Exercise objective: Repeat exactly the lines that run from the one containing "every steam locomotive for yield estimation." to the end of the data, and leave out all others.

Entries for bounding box labeling:
▬▬▬▬▬▬
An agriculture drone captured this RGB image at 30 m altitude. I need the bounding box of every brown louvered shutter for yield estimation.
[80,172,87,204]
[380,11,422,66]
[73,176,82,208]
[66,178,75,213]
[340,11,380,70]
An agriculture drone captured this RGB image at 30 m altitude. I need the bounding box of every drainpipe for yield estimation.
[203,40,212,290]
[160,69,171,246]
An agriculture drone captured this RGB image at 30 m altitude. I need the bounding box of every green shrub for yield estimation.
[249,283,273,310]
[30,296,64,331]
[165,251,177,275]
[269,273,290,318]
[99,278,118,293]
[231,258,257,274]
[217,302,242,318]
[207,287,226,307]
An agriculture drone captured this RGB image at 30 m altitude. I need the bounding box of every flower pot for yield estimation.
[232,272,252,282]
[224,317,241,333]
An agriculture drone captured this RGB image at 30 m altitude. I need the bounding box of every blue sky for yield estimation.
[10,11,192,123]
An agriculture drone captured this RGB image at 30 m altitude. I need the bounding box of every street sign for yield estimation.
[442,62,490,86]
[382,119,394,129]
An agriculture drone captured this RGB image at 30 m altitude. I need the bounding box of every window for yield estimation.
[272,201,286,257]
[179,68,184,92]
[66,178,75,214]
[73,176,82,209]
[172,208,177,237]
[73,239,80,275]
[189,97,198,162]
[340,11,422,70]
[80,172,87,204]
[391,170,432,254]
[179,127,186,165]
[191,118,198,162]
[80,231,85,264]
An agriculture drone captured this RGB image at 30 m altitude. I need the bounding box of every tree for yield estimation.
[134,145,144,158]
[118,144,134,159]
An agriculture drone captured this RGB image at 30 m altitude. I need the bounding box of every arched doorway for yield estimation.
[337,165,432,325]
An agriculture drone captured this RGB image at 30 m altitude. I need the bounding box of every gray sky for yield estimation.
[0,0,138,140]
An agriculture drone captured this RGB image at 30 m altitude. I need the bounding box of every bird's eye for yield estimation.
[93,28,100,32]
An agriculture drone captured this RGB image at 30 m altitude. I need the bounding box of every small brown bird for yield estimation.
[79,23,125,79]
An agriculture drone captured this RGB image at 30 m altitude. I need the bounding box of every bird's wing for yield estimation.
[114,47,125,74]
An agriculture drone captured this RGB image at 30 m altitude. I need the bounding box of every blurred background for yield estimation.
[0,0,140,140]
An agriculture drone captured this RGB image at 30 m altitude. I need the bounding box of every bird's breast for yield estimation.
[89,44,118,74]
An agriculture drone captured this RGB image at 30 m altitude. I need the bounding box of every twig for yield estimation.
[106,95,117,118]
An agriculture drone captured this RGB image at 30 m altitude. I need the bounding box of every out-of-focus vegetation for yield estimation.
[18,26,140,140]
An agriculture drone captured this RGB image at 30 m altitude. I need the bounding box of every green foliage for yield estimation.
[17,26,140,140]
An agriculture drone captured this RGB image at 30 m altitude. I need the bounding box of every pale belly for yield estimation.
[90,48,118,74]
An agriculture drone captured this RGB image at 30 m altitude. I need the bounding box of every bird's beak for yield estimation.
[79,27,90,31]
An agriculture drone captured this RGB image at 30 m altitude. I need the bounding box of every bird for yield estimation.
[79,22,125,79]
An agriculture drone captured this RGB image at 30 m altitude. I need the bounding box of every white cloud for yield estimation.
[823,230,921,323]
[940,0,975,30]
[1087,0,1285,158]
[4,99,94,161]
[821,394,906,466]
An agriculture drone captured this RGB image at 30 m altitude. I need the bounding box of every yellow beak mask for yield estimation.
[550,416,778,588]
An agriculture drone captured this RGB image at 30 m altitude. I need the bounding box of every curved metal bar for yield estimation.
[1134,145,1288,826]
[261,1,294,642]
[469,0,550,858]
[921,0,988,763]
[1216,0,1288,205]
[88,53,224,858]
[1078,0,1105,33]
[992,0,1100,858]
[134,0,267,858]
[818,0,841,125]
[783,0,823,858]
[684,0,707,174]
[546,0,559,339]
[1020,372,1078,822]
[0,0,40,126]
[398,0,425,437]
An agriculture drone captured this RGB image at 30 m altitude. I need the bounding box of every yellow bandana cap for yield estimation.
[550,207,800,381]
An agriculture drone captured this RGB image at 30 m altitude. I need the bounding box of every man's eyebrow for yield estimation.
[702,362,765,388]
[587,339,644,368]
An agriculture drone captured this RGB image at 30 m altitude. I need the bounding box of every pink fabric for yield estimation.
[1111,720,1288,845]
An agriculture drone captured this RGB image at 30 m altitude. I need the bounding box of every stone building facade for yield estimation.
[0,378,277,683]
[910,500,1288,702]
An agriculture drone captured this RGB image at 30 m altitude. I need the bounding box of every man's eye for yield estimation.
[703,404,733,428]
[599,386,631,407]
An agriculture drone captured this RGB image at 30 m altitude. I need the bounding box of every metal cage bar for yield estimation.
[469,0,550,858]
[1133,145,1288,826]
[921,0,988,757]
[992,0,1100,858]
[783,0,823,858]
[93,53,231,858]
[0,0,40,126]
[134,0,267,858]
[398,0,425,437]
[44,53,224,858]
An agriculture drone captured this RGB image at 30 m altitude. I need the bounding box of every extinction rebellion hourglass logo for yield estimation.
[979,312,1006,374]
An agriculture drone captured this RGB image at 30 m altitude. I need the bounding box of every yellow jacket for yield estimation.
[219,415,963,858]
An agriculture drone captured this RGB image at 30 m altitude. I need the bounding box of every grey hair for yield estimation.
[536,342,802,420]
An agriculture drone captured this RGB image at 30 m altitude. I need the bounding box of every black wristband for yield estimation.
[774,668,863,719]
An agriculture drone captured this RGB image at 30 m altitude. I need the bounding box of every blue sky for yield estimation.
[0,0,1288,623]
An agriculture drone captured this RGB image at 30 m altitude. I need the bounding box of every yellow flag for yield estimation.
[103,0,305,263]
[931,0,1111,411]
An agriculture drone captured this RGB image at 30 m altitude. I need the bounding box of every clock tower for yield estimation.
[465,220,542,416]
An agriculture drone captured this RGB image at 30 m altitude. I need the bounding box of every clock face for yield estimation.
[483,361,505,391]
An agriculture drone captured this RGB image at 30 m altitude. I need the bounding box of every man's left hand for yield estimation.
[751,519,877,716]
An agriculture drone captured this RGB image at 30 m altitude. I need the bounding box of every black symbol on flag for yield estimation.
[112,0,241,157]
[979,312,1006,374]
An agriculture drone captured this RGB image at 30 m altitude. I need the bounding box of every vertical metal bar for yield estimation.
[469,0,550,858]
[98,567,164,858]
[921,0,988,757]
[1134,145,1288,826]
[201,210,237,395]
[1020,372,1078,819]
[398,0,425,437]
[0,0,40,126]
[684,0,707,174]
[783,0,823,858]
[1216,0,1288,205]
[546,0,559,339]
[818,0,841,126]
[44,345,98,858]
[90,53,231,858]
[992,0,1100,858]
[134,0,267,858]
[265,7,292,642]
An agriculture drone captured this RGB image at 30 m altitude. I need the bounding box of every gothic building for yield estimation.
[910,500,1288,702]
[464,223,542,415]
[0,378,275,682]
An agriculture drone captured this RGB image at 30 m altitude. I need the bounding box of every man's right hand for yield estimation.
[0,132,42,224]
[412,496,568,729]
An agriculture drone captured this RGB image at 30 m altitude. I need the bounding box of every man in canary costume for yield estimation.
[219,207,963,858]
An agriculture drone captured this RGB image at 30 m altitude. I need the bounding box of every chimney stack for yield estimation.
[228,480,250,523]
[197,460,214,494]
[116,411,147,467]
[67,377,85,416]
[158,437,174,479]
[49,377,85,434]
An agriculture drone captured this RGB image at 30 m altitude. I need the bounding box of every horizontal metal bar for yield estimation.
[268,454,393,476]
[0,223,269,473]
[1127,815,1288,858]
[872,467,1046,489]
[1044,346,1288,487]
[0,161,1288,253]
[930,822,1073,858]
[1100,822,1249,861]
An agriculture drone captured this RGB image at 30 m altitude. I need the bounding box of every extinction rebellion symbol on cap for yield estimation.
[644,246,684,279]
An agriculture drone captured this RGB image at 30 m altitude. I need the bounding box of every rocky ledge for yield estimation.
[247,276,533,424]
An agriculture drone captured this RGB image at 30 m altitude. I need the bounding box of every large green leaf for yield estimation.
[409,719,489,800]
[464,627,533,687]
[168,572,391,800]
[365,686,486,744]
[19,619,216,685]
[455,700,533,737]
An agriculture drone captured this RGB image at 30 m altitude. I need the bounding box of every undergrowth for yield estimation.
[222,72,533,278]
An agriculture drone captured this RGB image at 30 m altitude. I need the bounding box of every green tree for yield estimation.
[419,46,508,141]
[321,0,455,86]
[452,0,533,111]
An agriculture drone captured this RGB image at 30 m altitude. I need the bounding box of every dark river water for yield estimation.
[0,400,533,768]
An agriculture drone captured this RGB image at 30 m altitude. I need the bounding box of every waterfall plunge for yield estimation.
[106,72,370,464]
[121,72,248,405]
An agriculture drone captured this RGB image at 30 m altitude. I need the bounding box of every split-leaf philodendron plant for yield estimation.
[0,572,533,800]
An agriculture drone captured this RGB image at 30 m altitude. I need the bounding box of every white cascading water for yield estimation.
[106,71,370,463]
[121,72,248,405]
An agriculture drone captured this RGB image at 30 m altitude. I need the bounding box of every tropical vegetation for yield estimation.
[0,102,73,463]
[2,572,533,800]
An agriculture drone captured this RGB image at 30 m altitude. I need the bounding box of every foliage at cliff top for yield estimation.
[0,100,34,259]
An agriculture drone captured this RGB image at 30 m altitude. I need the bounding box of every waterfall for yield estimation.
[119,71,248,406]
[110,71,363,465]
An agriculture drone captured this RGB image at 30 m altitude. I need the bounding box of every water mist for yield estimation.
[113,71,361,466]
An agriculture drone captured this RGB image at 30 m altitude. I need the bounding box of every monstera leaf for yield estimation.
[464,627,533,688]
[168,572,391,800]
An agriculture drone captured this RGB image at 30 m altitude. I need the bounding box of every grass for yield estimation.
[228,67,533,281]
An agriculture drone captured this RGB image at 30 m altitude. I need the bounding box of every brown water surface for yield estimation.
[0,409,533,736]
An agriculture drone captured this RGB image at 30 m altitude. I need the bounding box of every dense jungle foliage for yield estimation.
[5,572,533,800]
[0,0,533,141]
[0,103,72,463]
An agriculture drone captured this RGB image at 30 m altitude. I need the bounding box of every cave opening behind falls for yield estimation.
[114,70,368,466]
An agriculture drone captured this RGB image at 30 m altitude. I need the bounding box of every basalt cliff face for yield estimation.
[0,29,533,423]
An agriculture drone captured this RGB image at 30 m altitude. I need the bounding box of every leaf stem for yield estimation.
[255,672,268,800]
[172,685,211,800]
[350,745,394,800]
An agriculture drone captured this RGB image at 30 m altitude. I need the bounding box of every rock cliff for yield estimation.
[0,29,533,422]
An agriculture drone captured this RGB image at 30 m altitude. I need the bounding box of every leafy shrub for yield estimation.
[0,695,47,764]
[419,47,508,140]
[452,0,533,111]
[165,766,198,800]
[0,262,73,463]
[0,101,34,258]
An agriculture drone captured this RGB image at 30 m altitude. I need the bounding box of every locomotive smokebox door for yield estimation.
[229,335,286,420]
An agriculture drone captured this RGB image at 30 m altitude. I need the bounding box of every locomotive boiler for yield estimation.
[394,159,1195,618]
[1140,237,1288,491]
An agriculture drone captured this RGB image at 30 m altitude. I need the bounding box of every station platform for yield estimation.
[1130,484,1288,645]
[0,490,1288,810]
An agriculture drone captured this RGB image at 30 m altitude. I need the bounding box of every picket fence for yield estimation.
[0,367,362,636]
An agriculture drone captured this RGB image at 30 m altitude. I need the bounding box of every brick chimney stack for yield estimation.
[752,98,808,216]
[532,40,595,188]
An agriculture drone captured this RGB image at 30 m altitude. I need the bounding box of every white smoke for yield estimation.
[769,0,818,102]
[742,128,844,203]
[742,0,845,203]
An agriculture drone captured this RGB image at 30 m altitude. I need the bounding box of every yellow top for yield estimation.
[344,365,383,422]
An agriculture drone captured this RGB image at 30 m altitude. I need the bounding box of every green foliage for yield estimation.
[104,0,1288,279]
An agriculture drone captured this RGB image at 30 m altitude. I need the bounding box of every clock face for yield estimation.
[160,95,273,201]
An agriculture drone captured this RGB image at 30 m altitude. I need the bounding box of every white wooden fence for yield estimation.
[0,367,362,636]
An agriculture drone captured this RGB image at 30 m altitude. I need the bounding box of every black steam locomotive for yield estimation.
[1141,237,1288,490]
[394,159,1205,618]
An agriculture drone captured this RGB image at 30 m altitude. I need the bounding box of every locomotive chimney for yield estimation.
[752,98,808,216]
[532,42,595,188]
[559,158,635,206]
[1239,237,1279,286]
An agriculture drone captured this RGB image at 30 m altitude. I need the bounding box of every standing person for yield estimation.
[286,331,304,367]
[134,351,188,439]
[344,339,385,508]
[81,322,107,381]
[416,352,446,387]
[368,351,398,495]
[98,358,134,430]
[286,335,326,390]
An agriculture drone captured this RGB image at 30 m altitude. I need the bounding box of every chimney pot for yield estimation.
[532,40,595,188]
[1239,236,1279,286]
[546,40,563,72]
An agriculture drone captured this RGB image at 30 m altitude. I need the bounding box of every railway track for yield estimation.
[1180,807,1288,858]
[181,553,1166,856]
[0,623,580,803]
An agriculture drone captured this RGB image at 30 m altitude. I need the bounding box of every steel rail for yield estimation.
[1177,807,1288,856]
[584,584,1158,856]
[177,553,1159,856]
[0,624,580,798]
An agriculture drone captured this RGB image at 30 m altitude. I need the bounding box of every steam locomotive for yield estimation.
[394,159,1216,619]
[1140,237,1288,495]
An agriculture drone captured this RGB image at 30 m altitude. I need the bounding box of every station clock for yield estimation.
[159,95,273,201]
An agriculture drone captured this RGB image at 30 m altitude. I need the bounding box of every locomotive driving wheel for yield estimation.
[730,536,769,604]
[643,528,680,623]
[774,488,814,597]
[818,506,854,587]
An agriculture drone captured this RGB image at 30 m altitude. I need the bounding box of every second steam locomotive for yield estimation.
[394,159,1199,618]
▬▬▬▬▬▬
Response to this exercise:
An agriculture drone captured this RGB image at 30 m altitude. I need the bounding box of every steam locomotive for yield estimation.
[394,159,1216,619]
[1140,237,1288,495]
An agriculture drone captured this RGB image at 30 m altitude. I need the bounding box of every station clock for yield estimation.
[159,95,273,201]
An agriculture drone captured this RGB image at 30 m altitude. I need the bounding box of every locomotive driving wheel for yield estimation.
[730,536,769,604]
[643,528,680,623]
[774,488,814,597]
[818,506,854,587]
An agriculture drone captured this RGB image at 30 m altitude. I need the bounding box of every second steam locomotive for yield estimation.
[394,159,1199,618]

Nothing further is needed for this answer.